◆ Zu bearbeitende Daten:

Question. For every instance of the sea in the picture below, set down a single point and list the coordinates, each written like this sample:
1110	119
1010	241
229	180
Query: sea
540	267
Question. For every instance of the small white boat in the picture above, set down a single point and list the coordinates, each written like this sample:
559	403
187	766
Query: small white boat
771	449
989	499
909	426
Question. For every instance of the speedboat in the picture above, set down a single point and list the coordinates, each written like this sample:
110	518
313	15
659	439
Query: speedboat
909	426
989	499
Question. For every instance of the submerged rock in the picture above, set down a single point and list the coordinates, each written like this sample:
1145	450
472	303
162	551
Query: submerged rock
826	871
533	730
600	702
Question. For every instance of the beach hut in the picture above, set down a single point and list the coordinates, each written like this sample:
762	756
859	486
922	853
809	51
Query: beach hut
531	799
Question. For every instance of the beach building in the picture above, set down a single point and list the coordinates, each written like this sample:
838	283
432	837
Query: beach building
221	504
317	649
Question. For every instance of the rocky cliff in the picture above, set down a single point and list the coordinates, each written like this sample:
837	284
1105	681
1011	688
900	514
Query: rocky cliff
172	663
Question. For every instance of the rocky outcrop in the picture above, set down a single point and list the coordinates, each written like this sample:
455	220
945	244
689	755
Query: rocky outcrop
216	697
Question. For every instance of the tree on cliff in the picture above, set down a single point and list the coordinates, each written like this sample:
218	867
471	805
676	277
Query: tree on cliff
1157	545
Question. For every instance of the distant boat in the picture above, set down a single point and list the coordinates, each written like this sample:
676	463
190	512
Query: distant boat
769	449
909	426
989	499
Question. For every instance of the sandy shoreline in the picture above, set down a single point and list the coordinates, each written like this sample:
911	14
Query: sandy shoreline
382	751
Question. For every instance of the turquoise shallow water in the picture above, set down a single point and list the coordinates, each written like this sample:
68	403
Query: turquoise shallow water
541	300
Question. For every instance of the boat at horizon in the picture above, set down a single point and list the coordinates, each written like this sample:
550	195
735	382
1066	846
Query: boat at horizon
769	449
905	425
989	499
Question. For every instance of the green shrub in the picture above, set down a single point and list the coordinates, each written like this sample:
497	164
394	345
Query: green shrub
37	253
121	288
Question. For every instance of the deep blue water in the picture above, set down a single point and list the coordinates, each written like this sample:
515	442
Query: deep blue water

◆ Aufgabenstellung:
Benenne in allen Zeilen oben "speedboat" in "motorboat" um und gib die Zeilen sonst unverändert wieder.

◆ Musterlösung:
Question. For every instance of the sea in the picture below, set down a single point and list the coordinates, each written like this sample:
1110	119
1010	241
229	180
Query: sea
540	267
Question. For every instance of the small white boat in the picture above, set down a single point and list the coordinates, each written like this sample:
559	403
187	766
Query: small white boat
771	449
989	499
909	426
Question. For every instance of the motorboat in the picture above, set down a single point and list the coordinates, each written like this sample:
110	518
313	15
659	439
Query: motorboat
909	426
989	499
Question. For every instance of the submerged rock in the picture above, set down a single point and list the coordinates, each written like this sample:
1145	450
472	303
162	551
Query: submerged rock
826	871
533	730
600	702
Question. For every instance of the beach hut in the picture above, set down a single point and list the coordinates, each written like this sample:
762	756
859	486
922	853
809	51
Query: beach hut
531	799
Question. For every instance of the beach building in the picture above, set down a single point and list the coordinates, each written like this sample:
838	283
432	837
Query: beach building
221	504
317	649
Question. For every instance of the rocky cliff in the picture above, set down a single point and list the coordinates, each written like this sample:
837	284
1105	681
1011	688
900	514
Query: rocky cliff
172	663
Question. For every instance of the rocky outcrop in the picture above, set down a single point and list the coordinates, each written like this sample:
455	220
945	244
689	755
Query: rocky outcrop
216	697
Question. For every instance of the tree on cliff in the picture above, set down a single point and list the coordinates, each written like this sample:
218	867
471	805
676	277
Query: tree on cliff
1157	545
Question. For every instance of the distant boat in the picture above, set down a single point and list the coordinates, each written like this sample:
676	463
190	512
Query: distant boat
769	449
909	426
989	499
Question. For every instance of the sandy shoreline in the picture above, set down a single point and list the coordinates, each written like this sample:
911	14
Query: sandy shoreline
382	751
Question. For every instance of the turquoise shallow water in the picture above, set down a single point and list the coordinates, each written like this sample:
68	403
Query: turquoise shallow water
541	300
Question. For every instance of the boat at horizon in the picture above, set down a single point and list the coordinates, each written like this sample:
550	195
735	382
1066	846
Query: boat at horizon
769	449
905	425
989	499
Question. For every instance of the green shrub in the picture above, set down a single point and list the coordinates, each written like this sample:
497	164
394	345
Query: green shrub
37	253
121	288
Question. For every instance of the deep blue water in the picture above, set down a single point and list the coordinates, each written like this sample:
515	442
Query: deep blue water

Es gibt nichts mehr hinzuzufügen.